*Extrait*
——
# Probleme de son sur hackintosh depuis installation de AirFoi



## Sans_nom (18 Octobre 2013)

salut 

J'ai un Hackintosh, qui tourne parfaitement bien depuis 3 mois, mais avant hier, je suis tomber sur un article pour faire fonctionner AirPlay sans carte airPlay. Grâce a AirFoil. Tout content je DL, j'installe, je joue un peu avec, bref, ca marche, c'est cool.

Et puis je tente une video via YouTube sur l'iPhone, et j'essaye de l'envoyer sur mon Hackintosh. Ca marche pas, je reboot, idem, ca me saoule, je supprime tout ( AirFoil, pas le mac OS  ). Depuis je n'ai plus de son (

Si quelqu'un as deja eu ce probleme, ou si il peux m'aider a le resoudre...

Pour info :

HP XW8600 - 16Go de RAM - Quad Core XEON 3,17Ghz - Vodoo HDA


merci a vous =D


----------



## bab96p (19 Octobre 2013)

Bonjour,

Dans Préférences Système / Son / Sortie, tu as bien sélectionné "haut-parleurs internes" ?

bab96p


----------



## Sans_nom (19 Octobre 2013)

bab96p a dit:


> Bonjour,
> 
> Dans Préférences Système / Son / Sortie, tu as bien sélectionné "haut-parleurs internes" ?
——
*Jeu de données*

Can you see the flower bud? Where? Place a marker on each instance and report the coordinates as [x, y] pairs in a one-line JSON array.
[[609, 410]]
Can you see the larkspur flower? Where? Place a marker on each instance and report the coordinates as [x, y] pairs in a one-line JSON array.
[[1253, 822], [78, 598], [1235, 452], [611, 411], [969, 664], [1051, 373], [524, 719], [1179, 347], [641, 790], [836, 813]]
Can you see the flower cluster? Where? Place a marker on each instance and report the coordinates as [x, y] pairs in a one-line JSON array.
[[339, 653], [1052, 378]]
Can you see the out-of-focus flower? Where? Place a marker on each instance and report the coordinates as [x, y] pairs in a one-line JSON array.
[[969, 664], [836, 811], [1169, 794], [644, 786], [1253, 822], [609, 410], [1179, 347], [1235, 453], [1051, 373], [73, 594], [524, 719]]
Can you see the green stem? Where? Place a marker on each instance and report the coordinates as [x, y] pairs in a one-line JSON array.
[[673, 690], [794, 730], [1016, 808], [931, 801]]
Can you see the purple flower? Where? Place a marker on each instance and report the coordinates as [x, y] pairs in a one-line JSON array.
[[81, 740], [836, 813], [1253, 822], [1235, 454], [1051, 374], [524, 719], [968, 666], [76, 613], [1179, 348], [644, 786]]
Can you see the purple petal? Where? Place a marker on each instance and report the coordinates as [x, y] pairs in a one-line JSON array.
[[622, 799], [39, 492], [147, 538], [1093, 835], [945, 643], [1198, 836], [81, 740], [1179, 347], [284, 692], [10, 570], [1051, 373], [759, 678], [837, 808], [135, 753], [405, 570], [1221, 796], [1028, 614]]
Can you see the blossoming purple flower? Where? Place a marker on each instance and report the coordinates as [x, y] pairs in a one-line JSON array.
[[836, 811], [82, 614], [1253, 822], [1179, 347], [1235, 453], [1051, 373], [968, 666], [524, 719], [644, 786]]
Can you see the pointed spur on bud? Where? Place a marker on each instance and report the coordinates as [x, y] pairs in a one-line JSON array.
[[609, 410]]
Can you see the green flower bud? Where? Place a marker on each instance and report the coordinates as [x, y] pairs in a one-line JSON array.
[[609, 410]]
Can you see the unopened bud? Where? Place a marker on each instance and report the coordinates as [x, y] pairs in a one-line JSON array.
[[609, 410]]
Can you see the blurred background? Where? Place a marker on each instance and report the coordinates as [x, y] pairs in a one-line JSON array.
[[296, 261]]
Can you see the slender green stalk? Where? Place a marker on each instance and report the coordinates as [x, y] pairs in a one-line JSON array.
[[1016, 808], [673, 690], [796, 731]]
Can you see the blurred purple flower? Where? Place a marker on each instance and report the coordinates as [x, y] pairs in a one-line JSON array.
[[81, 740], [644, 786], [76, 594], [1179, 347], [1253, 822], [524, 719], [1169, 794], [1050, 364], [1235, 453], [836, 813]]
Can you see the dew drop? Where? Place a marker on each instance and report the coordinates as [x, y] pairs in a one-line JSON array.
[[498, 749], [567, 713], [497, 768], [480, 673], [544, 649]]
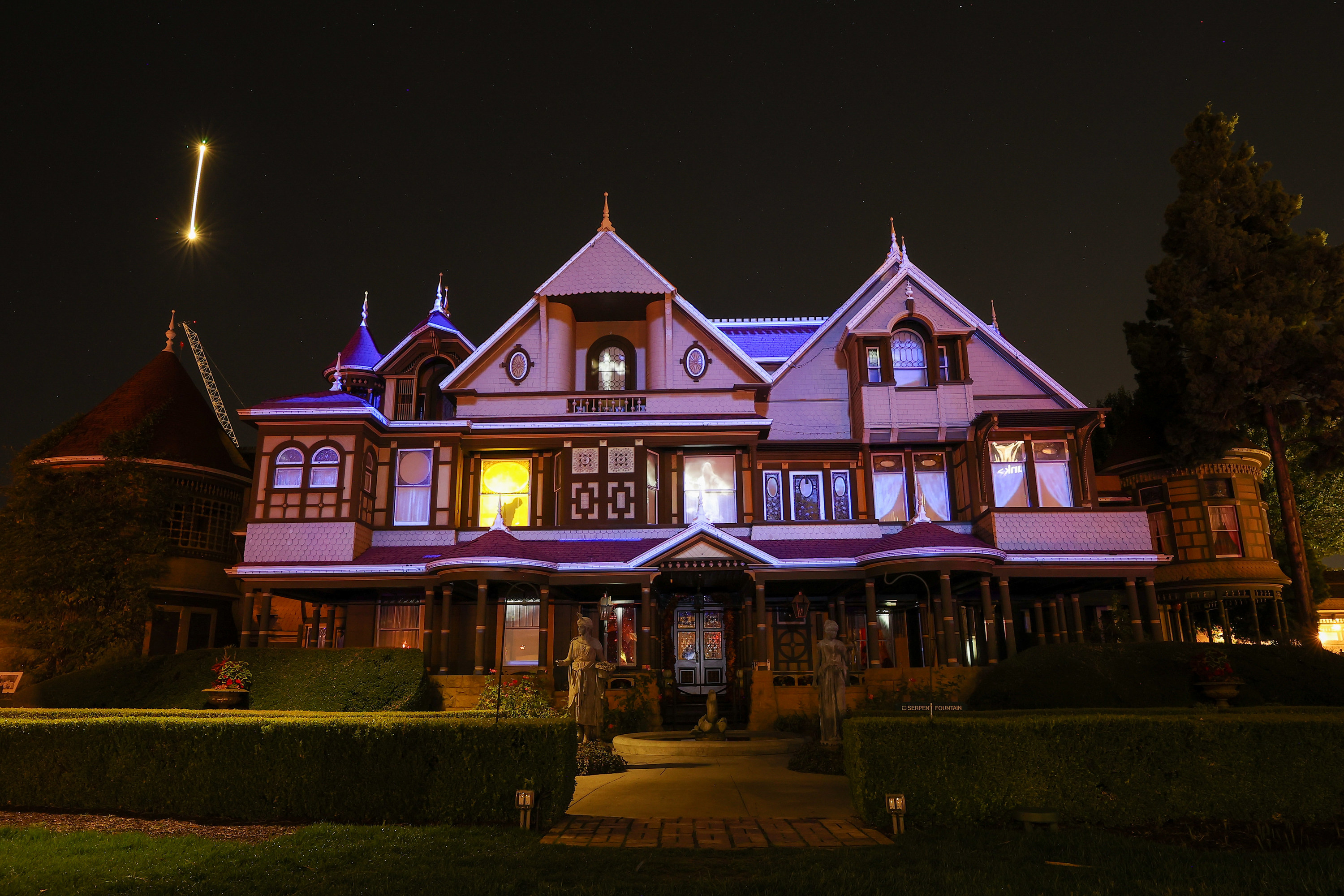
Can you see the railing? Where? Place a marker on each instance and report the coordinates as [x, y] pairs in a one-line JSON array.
[[607, 405]]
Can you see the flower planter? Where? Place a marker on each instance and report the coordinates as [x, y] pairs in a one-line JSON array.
[[1221, 691], [225, 698]]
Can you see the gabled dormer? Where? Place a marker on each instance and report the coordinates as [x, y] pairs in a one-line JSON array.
[[413, 371]]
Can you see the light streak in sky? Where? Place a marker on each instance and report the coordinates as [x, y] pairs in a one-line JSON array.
[[191, 232]]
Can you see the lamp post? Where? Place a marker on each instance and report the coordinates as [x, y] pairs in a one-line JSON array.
[[525, 800], [897, 809]]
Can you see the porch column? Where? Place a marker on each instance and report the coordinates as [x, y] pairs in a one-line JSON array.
[[1010, 622], [543, 641], [1038, 622], [1136, 616], [428, 628], [1155, 617], [483, 587], [949, 621], [264, 621], [1076, 602], [987, 610], [245, 629], [762, 642], [646, 587], [870, 605]]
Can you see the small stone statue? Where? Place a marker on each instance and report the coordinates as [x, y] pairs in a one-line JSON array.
[[711, 727], [585, 695], [832, 675]]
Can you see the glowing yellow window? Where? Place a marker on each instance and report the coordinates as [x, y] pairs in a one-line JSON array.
[[504, 491]]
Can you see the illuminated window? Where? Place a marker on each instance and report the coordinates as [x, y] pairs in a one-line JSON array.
[[398, 625], [1228, 536], [414, 470], [889, 487], [611, 370], [506, 487], [1008, 469], [289, 477], [324, 468], [711, 489], [522, 634], [908, 359], [1053, 481]]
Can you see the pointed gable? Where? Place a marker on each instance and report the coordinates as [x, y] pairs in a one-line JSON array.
[[605, 265]]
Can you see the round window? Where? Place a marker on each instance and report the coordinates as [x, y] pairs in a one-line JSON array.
[[695, 362], [518, 365]]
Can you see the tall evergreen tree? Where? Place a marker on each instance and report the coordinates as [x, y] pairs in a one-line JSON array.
[[1241, 331]]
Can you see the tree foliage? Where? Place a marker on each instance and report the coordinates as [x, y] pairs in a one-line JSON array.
[[80, 550]]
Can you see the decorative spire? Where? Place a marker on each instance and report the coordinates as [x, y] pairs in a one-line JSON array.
[[338, 386]]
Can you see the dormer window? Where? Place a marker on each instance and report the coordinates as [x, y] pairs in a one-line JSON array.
[[908, 359]]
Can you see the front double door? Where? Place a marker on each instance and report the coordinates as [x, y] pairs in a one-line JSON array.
[[701, 649]]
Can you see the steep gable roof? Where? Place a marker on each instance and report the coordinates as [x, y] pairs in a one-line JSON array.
[[186, 429]]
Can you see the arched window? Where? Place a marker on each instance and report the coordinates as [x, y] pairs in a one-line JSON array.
[[326, 466], [611, 366], [908, 359], [289, 469]]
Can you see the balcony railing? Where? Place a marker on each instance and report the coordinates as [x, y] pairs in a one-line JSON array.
[[607, 405]]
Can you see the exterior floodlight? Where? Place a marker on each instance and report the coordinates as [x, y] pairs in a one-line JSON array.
[[897, 809], [525, 801]]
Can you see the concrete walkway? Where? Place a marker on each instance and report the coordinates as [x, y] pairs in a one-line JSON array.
[[713, 788]]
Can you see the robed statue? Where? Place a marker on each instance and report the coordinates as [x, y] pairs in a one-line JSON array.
[[831, 677], [585, 696]]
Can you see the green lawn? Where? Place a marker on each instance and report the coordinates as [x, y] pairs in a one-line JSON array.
[[330, 859]]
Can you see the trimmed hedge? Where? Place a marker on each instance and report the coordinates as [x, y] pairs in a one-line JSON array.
——
*Énoncé 1*
Répondez aux questions suivantes d'après l'extrait.
(a) Depuis combien de temps le Hackintosh tournait-il parfaitement bien selon le premier message ?
(b) Quelle quantité de RAM figure dans la configuration indiquée ?
(c) Dans Préférences Système / Son / Sortie, quelle option bab96p demande-t-il d'avoir sélectionnée ?
*Énoncé 2*
Reproduisez le passage de l'extrait qui va de « ## bab96p (19 » jusqu'à « Sans_nom (19 Octobre 2013) ».

*Réponse 1*
(a) Depuis 3 mois.
(b) 16 Go de RAM.
(c) « haut-parleurs internes ».

*Réponse 2*
## bab96p (19 Octobre 2013)

Bonjour,

Dans Préférences Système / Son / Sortie, tu as bien sélectionné "haut-parleurs internes" ?

bab96p


----------



## Sans_nom (19 Octobre 2013)